• Provided records:
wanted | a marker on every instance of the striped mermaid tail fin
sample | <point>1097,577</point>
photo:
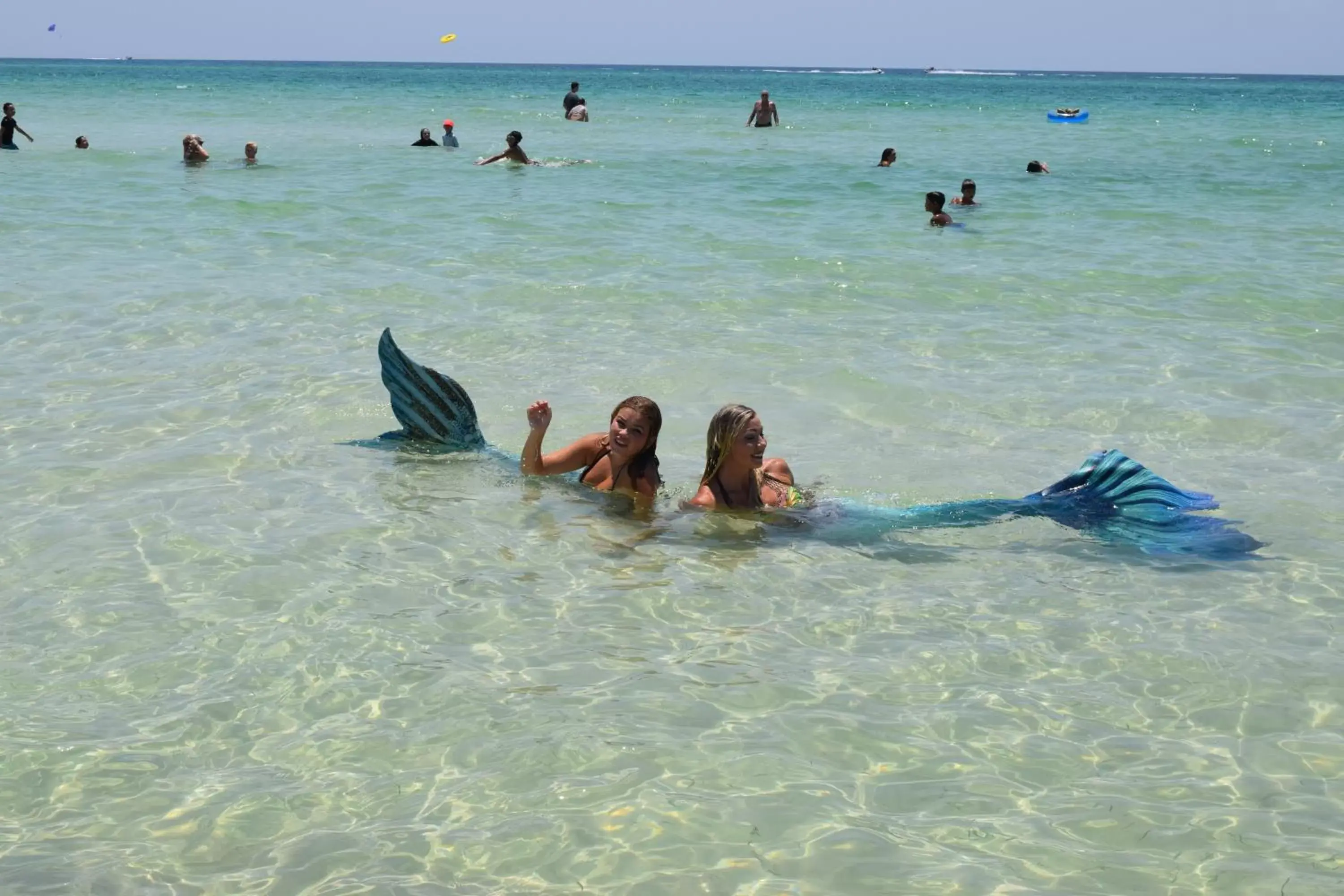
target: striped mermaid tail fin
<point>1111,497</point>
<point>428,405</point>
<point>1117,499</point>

• Goal: Can you write out all of the rows above word for word, leaving out the pictures?

• Result for this exercise:
wanted | a marker on every instance of the striped mermaid tail fin
sample | <point>1097,577</point>
photo:
target: striped mermaid tail fin
<point>1111,497</point>
<point>428,405</point>
<point>1117,499</point>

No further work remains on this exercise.